▶ **WORK TO COMPLETE**:
**a.** In the blog post about MIT student life, how long did it take the hall to download a full-length movie onto its server?
**b.** List every piece of MIT slang that the blog post about student life puts in quotation marks.
**c.** Please continue the blog post about MIT student life, starting after its final sentence.

Ummm, where IS the sun?

Well, I suppose I must contribute a line or two to the blog, and I do actually have a few minutes to punt. Cambridge is a great little town in a great little latitude, but I'm afraid the days of sunshine here are all but over. Last weekend was great; I took two long bike rides basically back-to-back through New England foliage in simply gorgeous weather. It's quite a treat to blast through the back woods in a sea of yellows and reds, and I'm sure everyone in the northeast will attest to that. But for now, the landscape is all grays.

As for the college living, I think my character and being have already been profoundly affected by MIT. Firstly, I'm overly impatient now, thanks to MIT's crazily maintained computer system. Yesterday our hall downloaded an entire full-length movie in high quality onto our server. In five minutes flat. Meaning we could have started watching when it started downloading and we wouldn't have gotten through the credits before it was done. It's madness. Similarily, I can't stand people who don't answer e-mails instantaneously, whether that's a valid request or not. Everything moves at light speed here, especially homework deadlines, which sneak up on you and murder you in the night. I've been caught out by more than one.

Perhaps even more than my behavior, my vocabulary has been MIT-ified, and I can't help it. There are two modes of life here: "tool" and "punt". Tooling is to do legitimate work, like psets or papers or lab writeups. Punting is to slack off and play videogames or putz around with friends, whilst avoiding productivity. Right now, I'm punting a physics pset which will get attention later in the night. Another common status, if not the default, is the phenomenon of being "hosed." That one comes from the proverb "Getting a MIT education is like drinking out of a fire hose." That's the reason that all math grad students smoke (really, ALL of them) and that keeps me up until 4AM on a all-too-regular basis. Which brings me to another idiom, that of the "night-shift." Everyone on campus is shifted at least a few hours from a normal concept of nighttime, and to me, 2AM is an early bedtime. Around here, noon till sunset is afternoon, sunset to midnight is late afternoon, and past midnight is when true night begins. And what about morning? Morning doesn't exist.

Entries from a point annotation set
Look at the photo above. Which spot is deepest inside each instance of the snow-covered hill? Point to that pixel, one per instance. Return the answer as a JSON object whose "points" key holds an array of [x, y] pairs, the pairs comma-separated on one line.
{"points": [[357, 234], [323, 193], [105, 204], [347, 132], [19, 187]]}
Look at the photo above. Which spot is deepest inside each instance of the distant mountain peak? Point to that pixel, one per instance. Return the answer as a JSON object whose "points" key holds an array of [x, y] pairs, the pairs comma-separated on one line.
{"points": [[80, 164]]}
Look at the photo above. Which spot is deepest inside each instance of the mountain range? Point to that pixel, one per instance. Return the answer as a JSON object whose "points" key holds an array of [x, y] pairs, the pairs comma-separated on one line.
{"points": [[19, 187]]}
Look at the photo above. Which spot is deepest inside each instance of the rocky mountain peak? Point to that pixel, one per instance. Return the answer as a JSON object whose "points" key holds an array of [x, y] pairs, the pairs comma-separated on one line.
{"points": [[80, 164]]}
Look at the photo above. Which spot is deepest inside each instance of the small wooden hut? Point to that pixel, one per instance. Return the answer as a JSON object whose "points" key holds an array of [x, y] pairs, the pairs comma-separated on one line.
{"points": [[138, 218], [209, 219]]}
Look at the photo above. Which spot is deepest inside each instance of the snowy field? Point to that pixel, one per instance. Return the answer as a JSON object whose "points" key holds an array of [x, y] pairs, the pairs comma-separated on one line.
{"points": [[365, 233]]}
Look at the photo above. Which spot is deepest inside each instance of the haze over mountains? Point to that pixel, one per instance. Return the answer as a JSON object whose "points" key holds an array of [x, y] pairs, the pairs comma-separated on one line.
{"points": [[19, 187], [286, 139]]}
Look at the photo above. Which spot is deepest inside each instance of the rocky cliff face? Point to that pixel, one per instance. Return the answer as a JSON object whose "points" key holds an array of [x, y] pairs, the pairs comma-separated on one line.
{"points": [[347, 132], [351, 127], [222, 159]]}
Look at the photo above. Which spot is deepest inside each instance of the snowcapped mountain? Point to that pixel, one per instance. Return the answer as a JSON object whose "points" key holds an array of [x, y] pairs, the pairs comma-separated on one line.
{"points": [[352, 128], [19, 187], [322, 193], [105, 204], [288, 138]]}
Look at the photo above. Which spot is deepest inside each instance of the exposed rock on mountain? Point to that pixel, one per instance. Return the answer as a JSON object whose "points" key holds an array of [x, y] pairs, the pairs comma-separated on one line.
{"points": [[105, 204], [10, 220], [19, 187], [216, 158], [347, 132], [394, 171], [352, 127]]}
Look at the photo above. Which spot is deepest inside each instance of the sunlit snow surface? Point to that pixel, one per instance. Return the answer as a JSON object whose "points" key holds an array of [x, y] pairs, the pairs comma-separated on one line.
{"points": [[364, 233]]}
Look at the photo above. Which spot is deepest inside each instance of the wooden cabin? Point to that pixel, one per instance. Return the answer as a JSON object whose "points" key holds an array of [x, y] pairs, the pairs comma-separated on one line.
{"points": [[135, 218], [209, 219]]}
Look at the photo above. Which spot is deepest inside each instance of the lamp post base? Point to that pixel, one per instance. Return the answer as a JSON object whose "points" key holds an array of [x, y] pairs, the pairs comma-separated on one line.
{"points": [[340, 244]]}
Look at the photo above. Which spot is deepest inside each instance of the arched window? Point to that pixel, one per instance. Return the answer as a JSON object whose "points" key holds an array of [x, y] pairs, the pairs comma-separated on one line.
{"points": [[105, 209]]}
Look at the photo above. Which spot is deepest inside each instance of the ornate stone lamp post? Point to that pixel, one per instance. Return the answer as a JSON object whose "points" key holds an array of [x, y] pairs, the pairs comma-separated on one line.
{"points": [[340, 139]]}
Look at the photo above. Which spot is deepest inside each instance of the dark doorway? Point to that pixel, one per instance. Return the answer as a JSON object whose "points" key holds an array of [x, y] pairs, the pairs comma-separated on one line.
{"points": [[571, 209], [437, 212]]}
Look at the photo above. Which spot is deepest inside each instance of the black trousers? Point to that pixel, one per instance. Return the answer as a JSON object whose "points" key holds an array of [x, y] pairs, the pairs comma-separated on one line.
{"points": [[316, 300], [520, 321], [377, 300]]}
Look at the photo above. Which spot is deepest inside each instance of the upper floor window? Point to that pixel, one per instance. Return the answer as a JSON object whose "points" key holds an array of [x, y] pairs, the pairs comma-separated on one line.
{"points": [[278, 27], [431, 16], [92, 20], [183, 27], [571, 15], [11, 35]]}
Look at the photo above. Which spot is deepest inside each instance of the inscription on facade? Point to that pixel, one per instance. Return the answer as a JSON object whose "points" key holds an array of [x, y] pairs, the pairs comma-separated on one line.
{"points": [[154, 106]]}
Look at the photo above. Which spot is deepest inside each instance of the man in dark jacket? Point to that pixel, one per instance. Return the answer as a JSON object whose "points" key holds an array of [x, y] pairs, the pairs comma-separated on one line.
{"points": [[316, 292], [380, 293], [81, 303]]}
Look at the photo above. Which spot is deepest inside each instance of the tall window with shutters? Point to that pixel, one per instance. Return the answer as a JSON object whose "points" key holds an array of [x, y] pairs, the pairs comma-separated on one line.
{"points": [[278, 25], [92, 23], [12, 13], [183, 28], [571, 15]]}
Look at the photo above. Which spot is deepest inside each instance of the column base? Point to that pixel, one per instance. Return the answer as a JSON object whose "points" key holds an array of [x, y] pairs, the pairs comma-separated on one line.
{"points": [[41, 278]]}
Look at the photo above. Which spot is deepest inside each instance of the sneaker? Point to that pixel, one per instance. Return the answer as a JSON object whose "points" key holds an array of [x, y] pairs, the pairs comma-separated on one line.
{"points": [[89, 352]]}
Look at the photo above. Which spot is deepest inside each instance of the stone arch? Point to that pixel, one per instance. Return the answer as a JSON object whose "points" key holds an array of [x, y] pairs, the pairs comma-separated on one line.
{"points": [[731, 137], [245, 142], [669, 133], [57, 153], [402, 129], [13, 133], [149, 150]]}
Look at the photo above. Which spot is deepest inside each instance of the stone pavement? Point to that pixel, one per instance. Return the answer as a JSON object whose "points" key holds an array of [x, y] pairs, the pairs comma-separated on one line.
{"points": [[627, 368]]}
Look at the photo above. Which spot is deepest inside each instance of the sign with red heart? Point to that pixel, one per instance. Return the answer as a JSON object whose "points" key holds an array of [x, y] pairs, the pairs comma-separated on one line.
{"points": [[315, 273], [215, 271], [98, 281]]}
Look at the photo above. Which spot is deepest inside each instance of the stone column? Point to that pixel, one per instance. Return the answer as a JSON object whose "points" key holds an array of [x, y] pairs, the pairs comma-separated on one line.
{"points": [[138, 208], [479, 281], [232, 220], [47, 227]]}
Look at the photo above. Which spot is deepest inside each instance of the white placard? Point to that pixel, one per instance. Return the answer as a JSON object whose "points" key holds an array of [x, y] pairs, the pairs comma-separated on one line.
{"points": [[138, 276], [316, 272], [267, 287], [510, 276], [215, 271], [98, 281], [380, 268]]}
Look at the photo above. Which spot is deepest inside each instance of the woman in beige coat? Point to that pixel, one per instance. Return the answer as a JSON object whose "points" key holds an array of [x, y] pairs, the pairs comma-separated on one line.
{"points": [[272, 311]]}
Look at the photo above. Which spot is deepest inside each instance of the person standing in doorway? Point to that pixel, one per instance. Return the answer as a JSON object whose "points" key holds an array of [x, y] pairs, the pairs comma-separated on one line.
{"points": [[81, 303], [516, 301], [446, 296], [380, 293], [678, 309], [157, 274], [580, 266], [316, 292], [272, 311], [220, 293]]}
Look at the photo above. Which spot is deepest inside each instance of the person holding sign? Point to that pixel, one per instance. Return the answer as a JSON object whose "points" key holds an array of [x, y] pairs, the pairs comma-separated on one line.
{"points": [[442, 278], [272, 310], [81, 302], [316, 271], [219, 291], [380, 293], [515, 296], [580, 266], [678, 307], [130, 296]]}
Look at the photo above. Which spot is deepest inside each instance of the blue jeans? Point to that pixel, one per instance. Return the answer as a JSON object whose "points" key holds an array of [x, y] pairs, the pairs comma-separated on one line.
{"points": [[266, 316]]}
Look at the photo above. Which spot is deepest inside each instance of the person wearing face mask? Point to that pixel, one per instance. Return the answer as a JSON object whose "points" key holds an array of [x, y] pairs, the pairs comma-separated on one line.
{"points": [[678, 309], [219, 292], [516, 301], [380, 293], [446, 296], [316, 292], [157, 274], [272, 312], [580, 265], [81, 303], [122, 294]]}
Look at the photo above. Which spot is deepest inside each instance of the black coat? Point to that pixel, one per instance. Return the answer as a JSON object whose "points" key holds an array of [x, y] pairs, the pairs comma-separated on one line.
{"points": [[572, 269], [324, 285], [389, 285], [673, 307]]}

▶ **PER-TASK OUTPUTS**:
**a.** Five minutes flat.

**b.** "tool", "punt", "hosed", "night-shift"

**c.**
I'm trying to think about how to condense the rest of my time here into a closign paragraph, but it's just too much. In the past two weeks I've been to the IgNobel lectures (the study on spaghetti breaking was the coolest), learned to play hallway cricket (I'm an atrocious bowler), and gone sailing on a windy moonless night. Not to mention the Saturday night pasttime of creative trespassing or hacking. I love this place: it makes me smile and cry and bang my head on the wall and laugh out loud in the wee hours of the morning when I realize what my professor wants me to learn for the next day's test. Oh, and if you're walking around MIT after midnight, just look up and you'll be surprised at what you see.

-Charles

4 Comments:

Blogger IsaacNoah said...

How was the hall party?

I'm expecting pictures. Seriously.

5:16 PM, October 16, 2006

 
Blogger Charles Wu said...

Oh, that's in November. We're collecting cargo nets and such, if you have any camouflage

8:38 PM, October 16, 2006

 
Blogger Sanjukta said...

how was the paper, by the way?

12:08 AM, October 17, 2006

 
Blogger Charles Wu said...

B-. Ouch.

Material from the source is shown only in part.